Yuji Naka interview by Sega Visions (August/September 1992)

From Sonic Retro

This is an interview with Yuji Naka, conducted by Sega Visions, which was Sega's official magazine in the United States from 1990 to 1995. During the interview Naka mentions Mobius, which was Sega of America's name for Sonic's planet at the time. It's possible that this was a localization choice for the benefit of the American readers.

The interview has been reformatted for better readability. The magazine scans can be found here.

The Interview

Sega Visions: We understand you're busy working on Sonic the Hedgehog 2. What can you tell us about it?

Yuji Naka: For one thing, Sonic 2 is twice the size of Sonic 1. For another, Sonic has to run through more levels...many more than in ''Sonic 1. Also, the new Mobius worlds are brighter, crisper, and much more detailed. However, we think players will be too busy getting through the game to spend any time enjoying the scenery. Especially since Sonic will have a new friend.

Sega Visions: A new friend?

Yuji Naka: A fox with two tails. We call him Tails, naturally. He helps Sonic out of tight spots, and can help Sonic defeat enemies.

Sega Visions: How many people are working on Sonic 2? How does this compare with the original Sonic 1?

Yuji Naka: A total of twelve people are working on Sonic 2. That's 30% more [staff] than worked on the original game. It's basically the same team as the original, with another programer and more designers and artists. The original team had 3 artists, 2 game designers and 3 sound and music guys.

Sega Visions: Who is writing the music?

Yuji Naka: The bass player for the famous Japanese band called Dreams Come True wrote the original music for the game. The other 2 guys worked on the sound effects and on converting to a video game format. The same guys are working on the music for Sonic 2.

Sega Visions: What were some of the things you thought about when you first created the Sonic character?

Yuji Naka: At first we used a character that looked like a rabbit with ears that could extend and pick up objects. As the game got faster and faster, we needed to come up with a special characteristic to give our character some power over his enemies. I remembered a character I had thought about years ago who could roll himself into a ball and slam into enemies. Hedgehogs can roll themselves into a ball, so we decided to go from a rabbit to a hedgehog.

Entries provided:
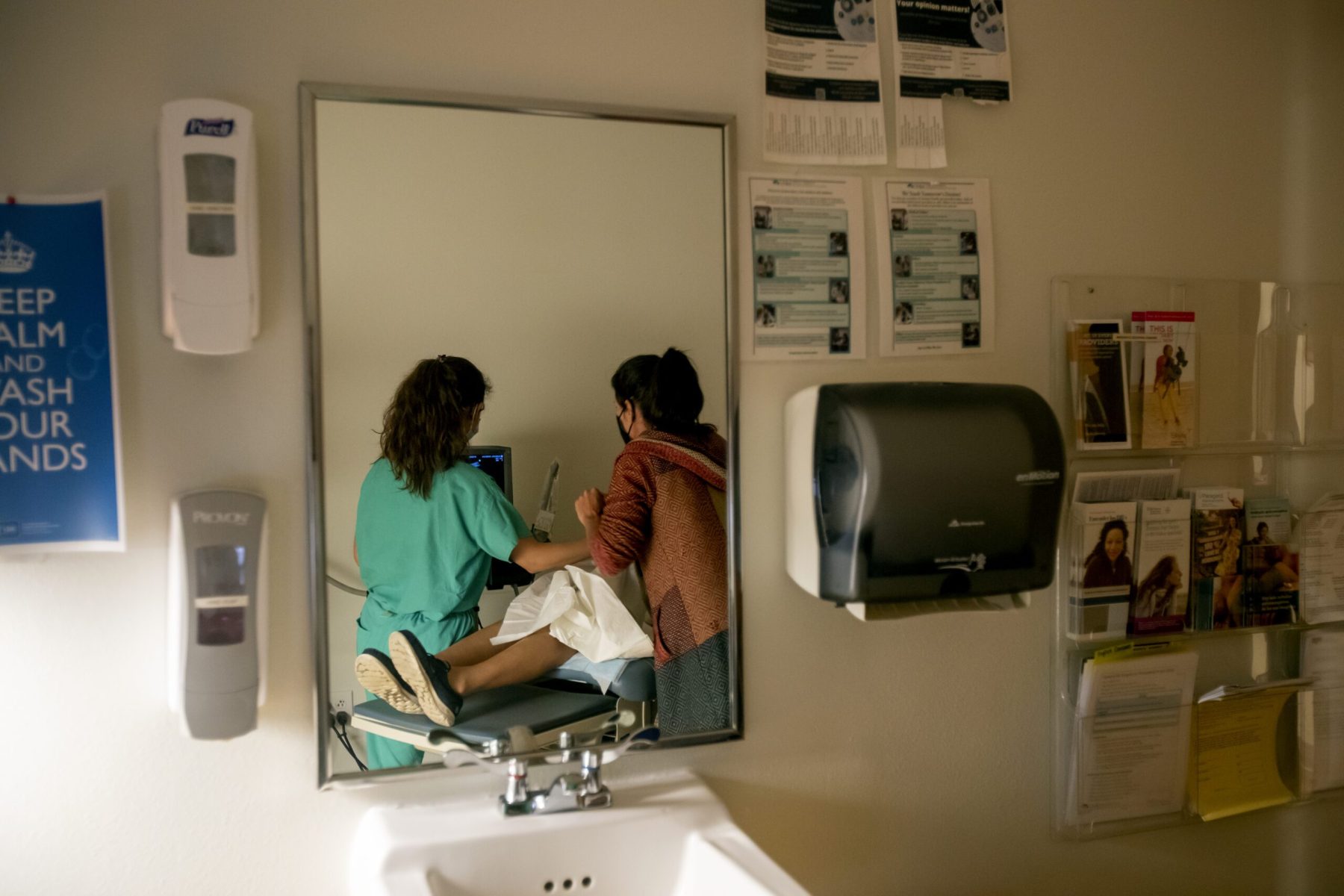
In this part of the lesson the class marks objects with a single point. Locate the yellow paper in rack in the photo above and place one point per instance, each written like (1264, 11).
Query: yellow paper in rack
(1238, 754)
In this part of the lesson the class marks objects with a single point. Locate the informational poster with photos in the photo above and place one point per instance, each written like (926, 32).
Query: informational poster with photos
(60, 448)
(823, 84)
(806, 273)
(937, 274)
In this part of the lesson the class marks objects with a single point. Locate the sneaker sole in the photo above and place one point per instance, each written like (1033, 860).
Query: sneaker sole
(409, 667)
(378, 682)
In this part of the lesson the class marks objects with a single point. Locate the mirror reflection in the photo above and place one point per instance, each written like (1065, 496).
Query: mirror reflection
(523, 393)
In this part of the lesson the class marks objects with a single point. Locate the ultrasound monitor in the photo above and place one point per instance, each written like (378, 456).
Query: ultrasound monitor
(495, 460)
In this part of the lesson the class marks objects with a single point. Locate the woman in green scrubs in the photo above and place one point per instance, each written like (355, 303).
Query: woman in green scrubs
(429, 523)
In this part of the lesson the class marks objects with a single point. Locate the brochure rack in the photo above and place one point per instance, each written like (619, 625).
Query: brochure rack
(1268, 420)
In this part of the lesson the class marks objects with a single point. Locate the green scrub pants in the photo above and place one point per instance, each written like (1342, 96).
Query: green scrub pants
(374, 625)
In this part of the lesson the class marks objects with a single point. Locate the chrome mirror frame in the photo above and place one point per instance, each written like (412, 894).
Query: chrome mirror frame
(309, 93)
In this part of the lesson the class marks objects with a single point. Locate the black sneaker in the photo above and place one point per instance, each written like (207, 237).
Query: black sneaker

Required action 1:
In the Yuji Naka interview, rewrite the part that opens with the words containing "Yuji Naka: The" and closes with "for Sonic 2.", replacing "bass player" with "keyboard player".
Required action 2:
According to the Yuji Naka interview, what did the character look like before it became a hedgehog?
Required action 3:
Continue the Yuji Naka interview from the point where it stops.

Expected answer 1:
Yuji Naka: The keyboard player for the famous Japanese band called Dreams Come True wrote the original music for the game. The other 2 guys worked on the sound effects and on converting to a video game format. The same guys are working on the music for Sonic 2.

Expected answer 2:
It looked like a rabbit with ears that could extend and pick up objects.

Expected answer 3:
Sega Visions: How about the name Sonic?

Yuji Naka: Because our new character could move really fast on the screen we were looking for a name that suggested speed. One of the designers said supersonic and the sonic part stuck.

Sega Visions: Where did the other characters in the game come from?

Yuji Naka: We wanted one of the characters in the game to be egg-shaped, so we created Robotnik. It was a great character, but since it couldn't be the main character, we made him the bad guy.

Sega Visions: What were some of your other games?

Yuji Naka: Ghouls & Ghosts, Phantasy Star I and II and Super Thunder Bolt for the Genesis. For the Master System I did Phantasy Star I, Space Harrier, Outrun, Blackbelt, Spy Vs Spy, F16 Fighting Falcon, and Great Baseball.

Sega Visions: How and when did you get started creating video games?

Yuji Naka: I joined SEGA in 1984, after I finished school.

Sega Visions: Were you programming games in school?

Yuji Naka: I had a part time job programming games while I was in school. I worked on Fujitsu and Sharp computers. I joined Sega in Japan and then came to America last year.

Sega Visions: What is your ongoing philosophy about creating video games?

Yuji Naka: I want to make interesting games. I want to show my dreams and visions to kids. But most important, I want to create something that will make the player happy. I want the player to be surprised and have fun.

Sega Visions: Do you have any advice for people who want to create video games?

Yuji Naka: Yes. Play lots of games. Not just play them to win, but think about them critically and analyze their strengths and weaknesses, constantly looking for ways to improve them. They should also draw on their own experiences for inspiration. Everything I do in my daily life, I think about how it would fit into a game.